• What to work on
Every record must be copied exactly, from first line to last.
···
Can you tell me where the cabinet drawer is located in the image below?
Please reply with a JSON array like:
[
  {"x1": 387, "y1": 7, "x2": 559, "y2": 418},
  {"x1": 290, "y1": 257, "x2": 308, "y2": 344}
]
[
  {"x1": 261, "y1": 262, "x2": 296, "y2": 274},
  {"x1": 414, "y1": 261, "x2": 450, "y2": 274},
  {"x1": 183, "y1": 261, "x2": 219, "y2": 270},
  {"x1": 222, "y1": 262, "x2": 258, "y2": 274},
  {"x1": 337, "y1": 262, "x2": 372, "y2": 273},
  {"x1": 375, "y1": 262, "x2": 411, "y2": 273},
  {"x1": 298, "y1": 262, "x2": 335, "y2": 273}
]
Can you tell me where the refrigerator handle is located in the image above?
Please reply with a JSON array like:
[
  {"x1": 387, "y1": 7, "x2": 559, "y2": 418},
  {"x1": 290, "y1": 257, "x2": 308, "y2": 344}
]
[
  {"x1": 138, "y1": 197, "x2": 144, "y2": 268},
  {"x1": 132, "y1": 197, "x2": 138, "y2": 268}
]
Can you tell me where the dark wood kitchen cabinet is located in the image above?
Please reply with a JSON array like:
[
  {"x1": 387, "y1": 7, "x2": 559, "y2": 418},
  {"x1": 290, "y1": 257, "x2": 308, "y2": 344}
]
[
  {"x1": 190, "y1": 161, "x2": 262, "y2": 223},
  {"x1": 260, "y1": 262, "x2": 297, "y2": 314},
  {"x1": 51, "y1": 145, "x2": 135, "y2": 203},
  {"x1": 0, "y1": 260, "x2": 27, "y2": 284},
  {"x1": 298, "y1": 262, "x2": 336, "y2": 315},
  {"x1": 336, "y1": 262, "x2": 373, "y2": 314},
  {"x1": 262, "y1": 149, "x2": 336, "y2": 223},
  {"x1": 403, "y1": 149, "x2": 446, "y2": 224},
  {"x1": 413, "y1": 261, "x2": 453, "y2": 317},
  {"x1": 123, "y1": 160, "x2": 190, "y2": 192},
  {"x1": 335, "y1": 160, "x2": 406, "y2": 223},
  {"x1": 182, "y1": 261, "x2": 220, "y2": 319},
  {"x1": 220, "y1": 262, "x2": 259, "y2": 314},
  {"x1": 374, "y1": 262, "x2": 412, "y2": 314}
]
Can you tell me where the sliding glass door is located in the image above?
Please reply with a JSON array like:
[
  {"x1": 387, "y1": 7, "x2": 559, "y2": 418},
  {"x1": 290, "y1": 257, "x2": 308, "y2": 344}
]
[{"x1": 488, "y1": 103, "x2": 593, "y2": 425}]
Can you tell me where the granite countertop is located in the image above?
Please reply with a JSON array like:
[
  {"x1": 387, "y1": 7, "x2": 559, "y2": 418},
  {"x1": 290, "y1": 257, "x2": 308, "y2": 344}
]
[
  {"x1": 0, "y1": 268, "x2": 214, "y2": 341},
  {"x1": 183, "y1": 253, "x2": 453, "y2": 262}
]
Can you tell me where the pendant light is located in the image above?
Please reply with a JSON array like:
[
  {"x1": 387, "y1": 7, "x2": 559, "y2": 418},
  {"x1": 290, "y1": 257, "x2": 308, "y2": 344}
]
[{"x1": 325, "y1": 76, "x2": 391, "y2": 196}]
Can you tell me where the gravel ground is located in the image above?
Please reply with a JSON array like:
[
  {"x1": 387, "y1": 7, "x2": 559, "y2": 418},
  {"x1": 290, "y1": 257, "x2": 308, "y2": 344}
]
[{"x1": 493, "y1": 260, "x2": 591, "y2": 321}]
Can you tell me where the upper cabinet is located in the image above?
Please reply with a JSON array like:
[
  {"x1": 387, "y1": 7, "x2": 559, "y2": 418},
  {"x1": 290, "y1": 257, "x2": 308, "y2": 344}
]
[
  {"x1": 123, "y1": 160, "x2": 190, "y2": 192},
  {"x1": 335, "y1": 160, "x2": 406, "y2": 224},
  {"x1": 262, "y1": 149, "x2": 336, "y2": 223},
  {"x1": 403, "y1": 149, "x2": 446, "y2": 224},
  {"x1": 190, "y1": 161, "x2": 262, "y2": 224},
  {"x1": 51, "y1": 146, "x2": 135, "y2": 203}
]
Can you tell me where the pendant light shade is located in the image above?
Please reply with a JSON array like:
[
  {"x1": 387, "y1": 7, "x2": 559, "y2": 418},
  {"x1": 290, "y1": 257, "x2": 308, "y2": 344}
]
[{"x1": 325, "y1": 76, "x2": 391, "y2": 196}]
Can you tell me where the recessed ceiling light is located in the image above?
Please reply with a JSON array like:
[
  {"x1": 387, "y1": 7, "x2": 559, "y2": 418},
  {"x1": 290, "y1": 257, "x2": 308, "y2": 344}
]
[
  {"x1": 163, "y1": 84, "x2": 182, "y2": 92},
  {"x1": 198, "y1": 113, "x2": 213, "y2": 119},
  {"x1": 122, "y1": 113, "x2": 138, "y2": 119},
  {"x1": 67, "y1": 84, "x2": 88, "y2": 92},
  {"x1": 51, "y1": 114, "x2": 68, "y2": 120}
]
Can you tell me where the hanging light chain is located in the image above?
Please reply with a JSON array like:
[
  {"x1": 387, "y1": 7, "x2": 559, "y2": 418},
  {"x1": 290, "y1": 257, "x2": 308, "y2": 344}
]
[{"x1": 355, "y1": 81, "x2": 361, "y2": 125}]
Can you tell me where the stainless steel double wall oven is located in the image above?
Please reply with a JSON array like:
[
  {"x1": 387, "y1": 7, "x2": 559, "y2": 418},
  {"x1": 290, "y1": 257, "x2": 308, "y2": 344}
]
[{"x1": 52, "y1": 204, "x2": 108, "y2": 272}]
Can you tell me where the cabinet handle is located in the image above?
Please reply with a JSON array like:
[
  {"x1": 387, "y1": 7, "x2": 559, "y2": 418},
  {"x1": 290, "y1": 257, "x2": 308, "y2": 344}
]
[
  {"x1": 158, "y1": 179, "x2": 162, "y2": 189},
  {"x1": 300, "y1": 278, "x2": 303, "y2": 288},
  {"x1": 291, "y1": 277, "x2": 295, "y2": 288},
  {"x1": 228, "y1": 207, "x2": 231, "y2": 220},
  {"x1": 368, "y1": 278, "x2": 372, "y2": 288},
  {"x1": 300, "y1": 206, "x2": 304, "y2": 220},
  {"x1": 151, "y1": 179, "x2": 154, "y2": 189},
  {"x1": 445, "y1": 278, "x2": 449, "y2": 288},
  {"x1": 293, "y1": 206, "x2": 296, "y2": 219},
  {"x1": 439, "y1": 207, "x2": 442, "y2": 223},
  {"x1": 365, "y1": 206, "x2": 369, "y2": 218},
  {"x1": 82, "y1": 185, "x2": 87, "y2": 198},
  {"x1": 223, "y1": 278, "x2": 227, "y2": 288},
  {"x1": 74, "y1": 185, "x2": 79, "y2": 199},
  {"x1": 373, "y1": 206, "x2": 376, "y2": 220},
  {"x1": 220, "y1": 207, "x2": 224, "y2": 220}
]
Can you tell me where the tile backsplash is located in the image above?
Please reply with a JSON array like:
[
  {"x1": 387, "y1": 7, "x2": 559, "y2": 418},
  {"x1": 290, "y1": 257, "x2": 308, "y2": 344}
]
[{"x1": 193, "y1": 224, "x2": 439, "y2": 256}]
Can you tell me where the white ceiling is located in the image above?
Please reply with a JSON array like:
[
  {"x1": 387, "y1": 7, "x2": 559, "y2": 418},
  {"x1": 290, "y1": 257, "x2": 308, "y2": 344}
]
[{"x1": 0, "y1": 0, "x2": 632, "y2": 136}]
···
• Solution below
Can you tell me where the cabinet drawer is located in the image below?
Please reply with a JSON array like:
[
  {"x1": 387, "y1": 7, "x2": 559, "y2": 418},
  {"x1": 290, "y1": 257, "x2": 308, "y2": 344}
]
[
  {"x1": 261, "y1": 262, "x2": 296, "y2": 274},
  {"x1": 414, "y1": 261, "x2": 450, "y2": 274},
  {"x1": 183, "y1": 261, "x2": 219, "y2": 270},
  {"x1": 222, "y1": 262, "x2": 258, "y2": 274},
  {"x1": 337, "y1": 262, "x2": 372, "y2": 273},
  {"x1": 375, "y1": 262, "x2": 411, "y2": 273},
  {"x1": 298, "y1": 262, "x2": 335, "y2": 273}
]
Can you tell me where the refrigerator handle is located in the image above?
Please reply with a JSON array like:
[
  {"x1": 387, "y1": 7, "x2": 559, "y2": 418},
  {"x1": 290, "y1": 257, "x2": 308, "y2": 344}
]
[
  {"x1": 138, "y1": 197, "x2": 144, "y2": 268},
  {"x1": 132, "y1": 197, "x2": 138, "y2": 268}
]
Can you tell me where the dark wood kitchen cabinet is located in the image above?
Please reply with a JSON array like:
[
  {"x1": 387, "y1": 7, "x2": 559, "y2": 418},
  {"x1": 290, "y1": 257, "x2": 308, "y2": 344}
]
[
  {"x1": 190, "y1": 161, "x2": 262, "y2": 223},
  {"x1": 260, "y1": 262, "x2": 297, "y2": 314},
  {"x1": 51, "y1": 145, "x2": 135, "y2": 203},
  {"x1": 0, "y1": 260, "x2": 27, "y2": 284},
  {"x1": 298, "y1": 262, "x2": 336, "y2": 315},
  {"x1": 336, "y1": 262, "x2": 373, "y2": 314},
  {"x1": 262, "y1": 149, "x2": 336, "y2": 223},
  {"x1": 403, "y1": 149, "x2": 446, "y2": 224},
  {"x1": 413, "y1": 261, "x2": 453, "y2": 317},
  {"x1": 123, "y1": 160, "x2": 190, "y2": 192},
  {"x1": 335, "y1": 160, "x2": 406, "y2": 223},
  {"x1": 182, "y1": 261, "x2": 220, "y2": 319},
  {"x1": 220, "y1": 262, "x2": 259, "y2": 314},
  {"x1": 374, "y1": 262, "x2": 412, "y2": 314}
]
Can you tell me where the sliding glass door is located in the image above?
Please reply with a JSON array like:
[
  {"x1": 387, "y1": 7, "x2": 559, "y2": 418},
  {"x1": 290, "y1": 257, "x2": 308, "y2": 344}
]
[{"x1": 488, "y1": 103, "x2": 593, "y2": 425}]
Can you tell me where the granite countertop is located in the image above?
Please reply with a JSON array like:
[
  {"x1": 387, "y1": 7, "x2": 559, "y2": 418},
  {"x1": 290, "y1": 257, "x2": 308, "y2": 344}
]
[
  {"x1": 0, "y1": 268, "x2": 214, "y2": 341},
  {"x1": 183, "y1": 253, "x2": 453, "y2": 262}
]
Can you tell me where the pendant light is located in the image above?
Please reply with a JSON array like:
[
  {"x1": 387, "y1": 7, "x2": 559, "y2": 418},
  {"x1": 290, "y1": 257, "x2": 308, "y2": 344}
]
[{"x1": 325, "y1": 76, "x2": 391, "y2": 196}]
Can you tell me where the gravel ground is located in the image above?
Please reply with a JSON array like:
[
  {"x1": 387, "y1": 7, "x2": 559, "y2": 418},
  {"x1": 290, "y1": 257, "x2": 308, "y2": 344}
]
[{"x1": 493, "y1": 260, "x2": 591, "y2": 321}]
Can you tell me where the upper cabinet is located in the image above?
Please reply with a JSON array like:
[
  {"x1": 387, "y1": 7, "x2": 559, "y2": 418},
  {"x1": 290, "y1": 257, "x2": 308, "y2": 344}
]
[
  {"x1": 123, "y1": 160, "x2": 190, "y2": 192},
  {"x1": 335, "y1": 160, "x2": 406, "y2": 224},
  {"x1": 262, "y1": 149, "x2": 336, "y2": 223},
  {"x1": 403, "y1": 149, "x2": 446, "y2": 224},
  {"x1": 190, "y1": 161, "x2": 262, "y2": 224},
  {"x1": 51, "y1": 146, "x2": 135, "y2": 203}
]
Can you tell me where the pendant light shade is located in the image above?
Please reply with a JSON array like:
[
  {"x1": 387, "y1": 7, "x2": 559, "y2": 418},
  {"x1": 290, "y1": 257, "x2": 308, "y2": 344}
]
[{"x1": 325, "y1": 76, "x2": 391, "y2": 196}]
Can you tell me where the recessed ceiling light is located in the image above?
Please reply with a JSON array like:
[
  {"x1": 387, "y1": 7, "x2": 559, "y2": 418},
  {"x1": 290, "y1": 257, "x2": 308, "y2": 344}
]
[
  {"x1": 163, "y1": 84, "x2": 182, "y2": 92},
  {"x1": 198, "y1": 113, "x2": 213, "y2": 119},
  {"x1": 122, "y1": 113, "x2": 138, "y2": 119},
  {"x1": 67, "y1": 84, "x2": 88, "y2": 92},
  {"x1": 51, "y1": 114, "x2": 68, "y2": 120}
]
Can you tell me where the hanging light chain is located in the image above?
Please reply with a JSON array like:
[
  {"x1": 387, "y1": 7, "x2": 559, "y2": 418},
  {"x1": 290, "y1": 257, "x2": 308, "y2": 344}
]
[{"x1": 355, "y1": 81, "x2": 361, "y2": 125}]
Can you tell me where the stainless steel double wall oven is located in the image above?
Please reply with a JSON array like:
[
  {"x1": 387, "y1": 7, "x2": 559, "y2": 418},
  {"x1": 290, "y1": 257, "x2": 308, "y2": 344}
]
[{"x1": 52, "y1": 204, "x2": 108, "y2": 272}]
Can you tell me where the cabinet handle is located in the image above?
Please reply with a JSON array like:
[
  {"x1": 387, "y1": 7, "x2": 559, "y2": 418},
  {"x1": 290, "y1": 257, "x2": 308, "y2": 344}
]
[
  {"x1": 158, "y1": 179, "x2": 162, "y2": 189},
  {"x1": 300, "y1": 278, "x2": 303, "y2": 288},
  {"x1": 291, "y1": 277, "x2": 295, "y2": 288},
  {"x1": 228, "y1": 207, "x2": 231, "y2": 220},
  {"x1": 368, "y1": 278, "x2": 372, "y2": 288},
  {"x1": 300, "y1": 206, "x2": 304, "y2": 220},
  {"x1": 151, "y1": 179, "x2": 154, "y2": 189},
  {"x1": 445, "y1": 278, "x2": 449, "y2": 288},
  {"x1": 293, "y1": 206, "x2": 296, "y2": 219},
  {"x1": 439, "y1": 207, "x2": 442, "y2": 223},
  {"x1": 365, "y1": 206, "x2": 369, "y2": 218},
  {"x1": 82, "y1": 185, "x2": 87, "y2": 198},
  {"x1": 223, "y1": 278, "x2": 227, "y2": 288},
  {"x1": 74, "y1": 185, "x2": 79, "y2": 199},
  {"x1": 373, "y1": 206, "x2": 376, "y2": 220},
  {"x1": 220, "y1": 207, "x2": 224, "y2": 220}
]
Can you tell me where the tile backsplash is located in the image above?
Please reply with a JSON array like:
[
  {"x1": 387, "y1": 7, "x2": 559, "y2": 418},
  {"x1": 290, "y1": 257, "x2": 308, "y2": 344}
]
[{"x1": 193, "y1": 224, "x2": 439, "y2": 256}]
Can you tell me where the white ceiling is located in the image above?
Please reply with a JSON array like:
[
  {"x1": 387, "y1": 7, "x2": 559, "y2": 418},
  {"x1": 290, "y1": 257, "x2": 308, "y2": 344}
]
[{"x1": 0, "y1": 0, "x2": 632, "y2": 136}]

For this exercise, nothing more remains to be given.